[BEGIN DATASET ROWS]

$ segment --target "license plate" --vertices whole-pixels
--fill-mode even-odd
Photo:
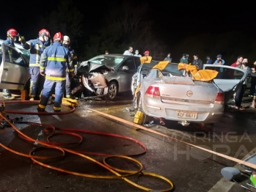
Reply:
[[[187,112],[183,111],[176,111],[176,117],[185,119],[197,119],[197,112]]]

[END DATASET ROWS]

#### [OBJECTIVE]
Extract every line of the records above word for word, leaving the pictures out of your answer.

#### [EXERCISE OUTPUT]
$ segment --target "license plate" --vertices whole-pixels
--fill-mode even-odd
Photo:
Reply:
[[[187,112],[183,111],[176,111],[176,117],[185,119],[197,119],[197,112]]]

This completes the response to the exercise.